══ Materi yang Diberikan
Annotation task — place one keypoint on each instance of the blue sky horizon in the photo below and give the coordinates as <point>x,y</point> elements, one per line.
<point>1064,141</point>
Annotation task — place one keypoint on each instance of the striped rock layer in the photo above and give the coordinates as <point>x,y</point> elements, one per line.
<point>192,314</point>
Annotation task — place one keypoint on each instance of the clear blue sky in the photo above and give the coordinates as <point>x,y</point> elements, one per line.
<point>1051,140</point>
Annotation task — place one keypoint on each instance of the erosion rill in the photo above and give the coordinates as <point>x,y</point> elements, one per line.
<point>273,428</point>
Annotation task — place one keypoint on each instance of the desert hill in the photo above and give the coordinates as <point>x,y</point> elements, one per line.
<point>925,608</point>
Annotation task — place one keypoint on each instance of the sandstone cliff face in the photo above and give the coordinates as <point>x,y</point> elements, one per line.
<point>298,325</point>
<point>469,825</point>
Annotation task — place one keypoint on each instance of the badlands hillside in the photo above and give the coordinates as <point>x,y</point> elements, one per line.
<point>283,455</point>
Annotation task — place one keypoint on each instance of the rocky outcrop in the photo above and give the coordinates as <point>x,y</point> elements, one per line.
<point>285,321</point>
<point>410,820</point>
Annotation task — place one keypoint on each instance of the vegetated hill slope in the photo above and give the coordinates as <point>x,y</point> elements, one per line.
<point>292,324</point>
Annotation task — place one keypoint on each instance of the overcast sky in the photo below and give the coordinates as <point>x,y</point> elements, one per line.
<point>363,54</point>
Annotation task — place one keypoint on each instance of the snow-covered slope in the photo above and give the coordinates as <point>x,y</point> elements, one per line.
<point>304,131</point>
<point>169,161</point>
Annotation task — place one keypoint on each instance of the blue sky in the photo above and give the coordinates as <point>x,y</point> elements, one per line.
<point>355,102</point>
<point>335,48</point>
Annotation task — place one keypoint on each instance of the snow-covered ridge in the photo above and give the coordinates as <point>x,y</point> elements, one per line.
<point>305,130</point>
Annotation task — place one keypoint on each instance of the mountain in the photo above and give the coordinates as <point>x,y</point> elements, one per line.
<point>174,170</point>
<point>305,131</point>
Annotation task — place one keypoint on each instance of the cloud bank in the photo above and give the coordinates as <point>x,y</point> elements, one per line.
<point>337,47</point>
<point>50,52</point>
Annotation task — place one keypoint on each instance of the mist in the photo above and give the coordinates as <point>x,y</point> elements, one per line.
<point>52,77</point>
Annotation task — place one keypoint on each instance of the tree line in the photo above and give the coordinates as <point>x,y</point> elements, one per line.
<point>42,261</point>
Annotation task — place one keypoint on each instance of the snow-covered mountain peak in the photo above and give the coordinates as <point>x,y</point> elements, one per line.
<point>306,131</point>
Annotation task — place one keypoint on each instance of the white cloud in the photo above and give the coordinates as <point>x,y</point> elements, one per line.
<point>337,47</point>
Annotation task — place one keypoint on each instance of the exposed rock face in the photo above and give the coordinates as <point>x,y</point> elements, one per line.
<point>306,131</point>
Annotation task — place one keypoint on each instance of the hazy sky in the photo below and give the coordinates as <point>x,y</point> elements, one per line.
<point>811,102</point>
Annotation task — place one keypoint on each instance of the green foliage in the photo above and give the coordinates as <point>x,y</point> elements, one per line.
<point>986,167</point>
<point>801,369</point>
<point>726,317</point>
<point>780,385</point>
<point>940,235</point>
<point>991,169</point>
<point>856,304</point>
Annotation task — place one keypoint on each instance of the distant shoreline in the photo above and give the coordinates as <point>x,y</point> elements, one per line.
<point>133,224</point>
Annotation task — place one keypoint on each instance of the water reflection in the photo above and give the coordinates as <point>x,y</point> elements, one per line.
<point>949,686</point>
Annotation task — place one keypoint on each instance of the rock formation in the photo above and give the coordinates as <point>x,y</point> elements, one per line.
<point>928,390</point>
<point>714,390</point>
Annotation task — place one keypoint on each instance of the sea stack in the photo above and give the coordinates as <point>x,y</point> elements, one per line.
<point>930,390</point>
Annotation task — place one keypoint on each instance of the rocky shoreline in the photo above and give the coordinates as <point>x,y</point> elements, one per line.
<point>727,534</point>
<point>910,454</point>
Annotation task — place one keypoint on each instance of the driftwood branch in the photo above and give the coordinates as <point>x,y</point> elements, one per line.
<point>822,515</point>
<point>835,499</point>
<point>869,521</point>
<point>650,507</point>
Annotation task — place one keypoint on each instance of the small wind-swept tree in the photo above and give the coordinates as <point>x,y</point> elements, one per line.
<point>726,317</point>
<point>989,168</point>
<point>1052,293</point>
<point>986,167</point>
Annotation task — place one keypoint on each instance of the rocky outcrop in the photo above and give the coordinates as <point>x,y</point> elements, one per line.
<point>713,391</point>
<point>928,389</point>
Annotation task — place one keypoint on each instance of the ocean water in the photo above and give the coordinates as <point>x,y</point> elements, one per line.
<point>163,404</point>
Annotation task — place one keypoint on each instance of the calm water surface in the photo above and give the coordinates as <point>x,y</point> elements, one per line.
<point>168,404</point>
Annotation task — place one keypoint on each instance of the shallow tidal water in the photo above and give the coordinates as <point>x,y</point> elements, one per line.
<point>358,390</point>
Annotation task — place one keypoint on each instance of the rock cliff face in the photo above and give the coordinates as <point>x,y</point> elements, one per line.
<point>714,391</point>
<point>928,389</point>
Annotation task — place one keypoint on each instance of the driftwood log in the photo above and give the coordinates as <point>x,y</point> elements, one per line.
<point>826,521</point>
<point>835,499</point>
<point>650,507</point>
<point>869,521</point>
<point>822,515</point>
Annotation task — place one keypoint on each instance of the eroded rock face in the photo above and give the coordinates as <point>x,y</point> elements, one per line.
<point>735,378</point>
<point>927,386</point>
════
> **Ketentuan Tugas**:
Tolong susun semua baris di atas menjadi daftar bernomor tanpa menyertakan baris kosong.

> **Jawaban Tugas**:
1. Annotation task — place one keypoint on each instance of the blue sky horizon in the photo below and give the coordinates as <point>x,y</point> elements, one per line.
2. <point>1064,141</point>
3. Annotation task — place one keypoint on each instance of the striped rock layer in the photo above and give the coordinates as <point>x,y</point> elements, one per line.
4. <point>192,314</point>
5. Annotation task — place one keypoint on each instance of the clear blue sky in the photo above and give the coordinates as <point>x,y</point> elements, one per line.
6. <point>1051,140</point>
7. Annotation task — place one keypoint on each instance of the erosion rill in the photo above and give the coordinates as <point>x,y</point> elements, one per line.
8. <point>273,428</point>
9. Annotation task — place one keypoint on each instance of the desert hill in the photo above and give the coordinates as <point>x,y</point> elements, one per line.
10. <point>925,608</point>
11. Annotation task — place one keypoint on each instance of the sandstone cliff face in the photo above and give the coordinates as <point>x,y</point> elements, one per line.
12. <point>298,325</point>
13. <point>469,825</point>
14. Annotation task — place one keypoint on each instance of the badlands hillside in the photo above and give the coordinates as <point>x,y</point> elements, one per line.
15. <point>283,455</point>
16. Annotation task — place one keypoint on each instance of the rocky outcrop in the photo above and give the coordinates as <point>x,y</point> elements, one per line.
17. <point>285,321</point>
18. <point>410,820</point>
19. Annotation task — place one keypoint on each instance of the vegetated hill slope in the photo above and give the coordinates as <point>x,y</point> elements, one per line.
20. <point>292,324</point>
21. Annotation task — place one keypoint on each instance of the overcast sky in the photo below and give the coordinates as <point>x,y</point> elements, one per line.
22. <point>363,54</point>
23. Annotation task — place one keypoint on each instance of the snow-covered slope in the photo above and give the coordinates as <point>x,y</point> elements, one per line.
24. <point>304,131</point>
25. <point>169,161</point>
26. Annotation task — place one keypoint on each instance of the blue sky in the photo above and give the coordinates as <point>x,y</point> elements, one per line.
27. <point>355,102</point>
28. <point>335,48</point>
29. Annotation task — place one keypoint on each instance of the snow-covered ridge in the photo above and give the coordinates as <point>x,y</point> elements, one per line.
30. <point>305,130</point>
31. Annotation task — place one keypoint on each instance of the mountain in the photo above and give the coordinates as <point>x,y</point> elements, one per line.
32. <point>174,170</point>
33. <point>305,131</point>
34. Annotation task — place one keypoint on each instance of the cloud bank in the photo above and give the coordinates as <point>x,y</point> elements, one per line.
35. <point>337,47</point>
36. <point>50,52</point>
37. Annotation task — place one keypoint on each instance of the mist in the photo above and give the coordinates as <point>x,y</point> elements, one per line.
38. <point>52,77</point>
39. Annotation task — place one keypoint on each instance of the tree line in the photo above and give the coordinates as <point>x,y</point> elements, one per line.
40. <point>42,261</point>
41. Annotation task — place one keypoint on each instance of the snow-covered mountain peak in the photo above and give the coordinates as <point>x,y</point> elements, one per line.
42. <point>306,131</point>
43. Annotation task — place one keypoint on each instance of the white cloud in the photo above and give the coordinates as <point>x,y</point> elements, one per line.
44. <point>337,47</point>
45. Annotation task — place one keypoint on each instance of the exposed rock face in the photo above and give the coordinates as <point>x,y</point> elements, one per line.
46. <point>306,131</point>
47. Annotation task — place one keypoint on each instance of the hazy sky in the photo below and give the coordinates as <point>x,y</point> elements, one per line.
48. <point>811,102</point>
49. Annotation task — place one keypoint on each instance of the green foliage in the photo above and give the coordinates as <point>x,y</point> elements, one per line.
50. <point>986,167</point>
51. <point>801,369</point>
52. <point>726,317</point>
53. <point>780,385</point>
54. <point>940,235</point>
55. <point>991,169</point>
56. <point>856,304</point>
57. Annotation task — place one keypoint on each instance of the distant shoreline in the photo above and give the coordinates as <point>x,y</point> elements, one per line.
58. <point>133,224</point>
59. Annotation task — place one keypoint on each instance of the water reflection in the photo above and give the coordinates as <point>x,y</point> elements, one per line.
60. <point>949,686</point>
61. Annotation task — place one keypoint on each instance of the rock formation in the photo above and give the coordinates as <point>x,y</point> elements, one per line.
62. <point>928,390</point>
63. <point>714,390</point>
64. Annotation task — place one keypoint on each instance of the sea stack in the photo above and give the coordinates as <point>x,y</point> elements, one per line.
65. <point>930,390</point>
66. Annotation task — place one keypoint on each instance of the rocky shoreline in the photo above and give the coordinates as <point>x,y</point> elements, one per line.
67. <point>727,534</point>
68. <point>910,454</point>
69. Annotation task — place one keypoint on each instance of the driftwood branch in the photo above and give the coordinates as <point>x,y</point> elements, one per line.
70. <point>822,515</point>
71. <point>835,499</point>
72. <point>869,521</point>
73. <point>650,507</point>
74. Annotation task — place one keypoint on each instance of the small wind-swept tree in the photo above and give the coordinates as <point>x,y</point> elements, one per line.
75. <point>726,317</point>
76. <point>989,168</point>
77. <point>1052,293</point>
78. <point>986,167</point>
79. Annotation task — place one keypoint on each instance of the rocky outcrop in the photo above and give the coordinates as <point>x,y</point> elements, one per line.
80. <point>713,391</point>
81. <point>928,389</point>
82. Annotation task — place one keypoint on each instance of the ocean water in the photo above and give the coordinates as <point>x,y</point> elements, one per line.
83. <point>163,404</point>
84. Annotation task — place one keypoint on each instance of the calm water surface in the photo above and give the coordinates as <point>x,y</point> elements, one per line.
85. <point>168,404</point>
86. Annotation task — place one keypoint on each instance of the shallow tidal water in the photo above and give the coordinates as <point>x,y</point> elements, one per line.
87. <point>358,390</point>
88. Annotation task — place one keypoint on each instance of the rock cliff face in the photo above and give the coordinates as <point>x,y</point> elements, one per line.
89. <point>714,391</point>
90. <point>928,389</point>
91. Annotation task — place one keypoint on each instance of the driftwood log in the photo above and give the coordinates as <point>x,y</point> elements, one per line.
92. <point>826,521</point>
93. <point>835,499</point>
94. <point>650,507</point>
95. <point>869,521</point>
96. <point>822,515</point>
97. Annotation task — place one keypoint on each instance of the eroded rock face in the photo above and give the coordinates as <point>x,y</point> elements, one per line.
98. <point>735,378</point>
99. <point>927,386</point>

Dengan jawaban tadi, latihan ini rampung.